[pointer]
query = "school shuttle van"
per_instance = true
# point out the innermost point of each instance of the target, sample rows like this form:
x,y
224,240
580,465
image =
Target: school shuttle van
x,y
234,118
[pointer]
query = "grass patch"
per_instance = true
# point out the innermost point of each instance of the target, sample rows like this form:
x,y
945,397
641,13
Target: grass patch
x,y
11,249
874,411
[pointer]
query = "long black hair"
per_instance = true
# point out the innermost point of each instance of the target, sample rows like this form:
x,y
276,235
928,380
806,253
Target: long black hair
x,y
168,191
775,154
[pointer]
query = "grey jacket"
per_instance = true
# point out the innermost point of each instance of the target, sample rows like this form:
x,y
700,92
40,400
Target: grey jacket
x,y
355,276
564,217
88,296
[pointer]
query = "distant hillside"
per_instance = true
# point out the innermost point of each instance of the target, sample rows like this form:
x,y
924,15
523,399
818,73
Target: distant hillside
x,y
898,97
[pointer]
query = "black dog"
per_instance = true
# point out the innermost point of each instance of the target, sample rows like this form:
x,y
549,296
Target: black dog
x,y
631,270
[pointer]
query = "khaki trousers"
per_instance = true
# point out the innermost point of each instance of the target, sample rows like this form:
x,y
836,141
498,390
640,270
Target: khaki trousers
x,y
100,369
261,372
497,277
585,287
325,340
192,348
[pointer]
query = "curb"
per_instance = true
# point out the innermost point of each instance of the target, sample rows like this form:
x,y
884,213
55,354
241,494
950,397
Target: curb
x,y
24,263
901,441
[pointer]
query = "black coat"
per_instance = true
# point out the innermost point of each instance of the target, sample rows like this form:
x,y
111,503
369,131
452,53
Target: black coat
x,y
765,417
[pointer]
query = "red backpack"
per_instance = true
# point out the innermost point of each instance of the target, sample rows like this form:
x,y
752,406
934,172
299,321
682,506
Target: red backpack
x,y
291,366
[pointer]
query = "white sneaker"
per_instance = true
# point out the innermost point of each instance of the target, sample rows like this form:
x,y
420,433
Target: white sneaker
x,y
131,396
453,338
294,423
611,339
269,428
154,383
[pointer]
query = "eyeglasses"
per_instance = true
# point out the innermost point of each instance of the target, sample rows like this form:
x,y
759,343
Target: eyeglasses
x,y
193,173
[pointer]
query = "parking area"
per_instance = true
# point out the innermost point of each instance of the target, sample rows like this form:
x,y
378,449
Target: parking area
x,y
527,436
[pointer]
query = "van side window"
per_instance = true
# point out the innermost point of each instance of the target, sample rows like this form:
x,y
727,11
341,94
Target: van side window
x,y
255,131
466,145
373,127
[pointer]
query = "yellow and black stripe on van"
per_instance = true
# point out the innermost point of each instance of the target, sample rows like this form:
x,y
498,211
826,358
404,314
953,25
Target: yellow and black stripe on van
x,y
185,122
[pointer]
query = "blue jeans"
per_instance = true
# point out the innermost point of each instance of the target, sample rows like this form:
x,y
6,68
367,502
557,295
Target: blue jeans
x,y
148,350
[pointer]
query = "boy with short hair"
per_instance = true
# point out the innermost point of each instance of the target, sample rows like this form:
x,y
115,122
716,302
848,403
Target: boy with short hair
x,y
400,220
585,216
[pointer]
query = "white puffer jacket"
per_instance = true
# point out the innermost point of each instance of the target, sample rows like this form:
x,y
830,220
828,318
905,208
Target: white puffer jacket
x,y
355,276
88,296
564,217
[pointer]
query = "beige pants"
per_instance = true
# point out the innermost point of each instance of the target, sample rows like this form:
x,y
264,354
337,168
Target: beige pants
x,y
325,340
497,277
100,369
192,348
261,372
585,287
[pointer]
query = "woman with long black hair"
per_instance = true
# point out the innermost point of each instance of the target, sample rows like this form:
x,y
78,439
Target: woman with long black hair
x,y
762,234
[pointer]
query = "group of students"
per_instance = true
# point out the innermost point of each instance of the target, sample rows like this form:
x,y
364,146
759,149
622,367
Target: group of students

# [TASK OBJECTIVE]
What is needed is an exact copy of all the data above.

# [RESPONSE TO THE TASK]
[pointer]
query = "school shuttle van"
per_instance = true
# point out the innermost point of each instance of the target, sample rows like this form:
x,y
224,240
580,465
image =
Target: school shuttle van
x,y
234,118
[pointer]
query = "grass patch"
per_instance = true
# point out the innermost point of each instance of the target, sample rows like this form:
x,y
945,397
641,13
Target: grass patch
x,y
11,249
874,411
[pointer]
query = "long black hair"
per_instance = true
# point out the innermost point of each instance of the target, sample rows like this form:
x,y
276,235
928,380
806,253
Target: long black hair
x,y
168,191
775,154
[pointer]
query = "grey jacket"
per_instance = true
# point out the innermost point of each instance of the target, sample rows like this form:
x,y
700,92
40,400
Target: grey jacket
x,y
355,276
564,217
88,296
[pointer]
query = "distant hillside"
per_instance = true
# point out the innermost point of each instance of the target, sample rows like this form:
x,y
924,15
523,399
818,73
Target: distant hillside
x,y
898,97
[pointer]
query = "black dog"
per_instance = true
# point out the innermost point of each instance of the target, sample rows like this form:
x,y
549,296
Target: black dog
x,y
631,270
[pointer]
query = "khaki trousers"
per_instance = true
# point out the innermost point of each instance of the target, sample rows like this form:
x,y
836,141
498,390
640,270
Target: khaki trousers
x,y
100,369
261,372
497,277
585,287
325,340
192,348
[pointer]
query = "curb"
per_instance = true
# point out the innermost point of each instance of the target, sample rows like this form:
x,y
884,213
55,354
241,494
950,397
Target: curb
x,y
24,263
901,441
[pointer]
query = "black coat"
per_instance = true
# point out the innermost point of each instance of the target, sample rows like this form:
x,y
111,503
369,131
452,53
Target: black coat
x,y
765,417
[pointer]
query = "red backpack"
per_instance = true
# point out the innermost point of each instance of the target, sample rows like this form:
x,y
752,406
934,172
299,321
682,506
Target: red backpack
x,y
291,366
[pointer]
query = "white sneaker"
per_instance = true
# point out the innermost point of each instance of the target, sample rows like this form:
x,y
420,433
Target: white sneaker
x,y
131,396
453,338
294,423
611,339
269,428
154,383
[pointer]
query = "eyeglasses"
per_instance = true
# point out the innermost point of each instance of the target, sample rows like this form:
x,y
759,343
Target: eyeglasses
x,y
193,173
[pointer]
query = "parking area"
per_instance = true
# point out the innermost point of each instance of the target, sample rows like this form:
x,y
378,449
Target: parking area
x,y
527,436
[pointer]
query = "van side window"
per_instance = true
# point out the innermost point of each instance of the target, sample rows like this form:
x,y
727,11
341,94
Target: van side window
x,y
255,131
466,145
373,127
[pointer]
query = "yellow and black stripe on van"
per_instance = true
# point out the innermost point of each instance of the target, sample rows like this form:
x,y
498,211
826,358
404,314
953,25
Target: yellow and black stripe on van
x,y
185,122
[pointer]
query = "blue jeans"
per_instance = true
# point out the innermost point of each instance of the target, sample rows like this form:
x,y
6,68
367,502
557,295
Target: blue jeans
x,y
148,350
[pointer]
query = "boy with short hair"
per_instance = true
# point out the innermost point of each instance of the target, sample rows like this form:
x,y
115,122
716,302
848,403
Target: boy with short hair
x,y
400,220
585,216
[pointer]
query = "white puffer jacket"
per_instance = true
# point out the innermost point of each instance of the target, sample rows like this form:
x,y
830,220
828,318
905,208
Target: white puffer jacket
x,y
355,276
88,296
564,217
[pointer]
query = "beige pants"
per_instance = true
# point out the innermost point of each instance of the target, sample rows like this form:
x,y
264,354
337,168
Target: beige pants
x,y
325,340
497,277
100,369
192,348
261,372
585,287
[pointer]
query = "woman with long black hair"
per_instance = true
# point out the innermost point of each instance of the target, sample rows like this form:
x,y
78,439
Target: woman with long black hair
x,y
762,234
[pointer]
query = "group of students"
per_instance = true
# point out the innermost point of each instance of the target, sample rows like this form:
x,y
364,146
759,149
622,367
Target: group of students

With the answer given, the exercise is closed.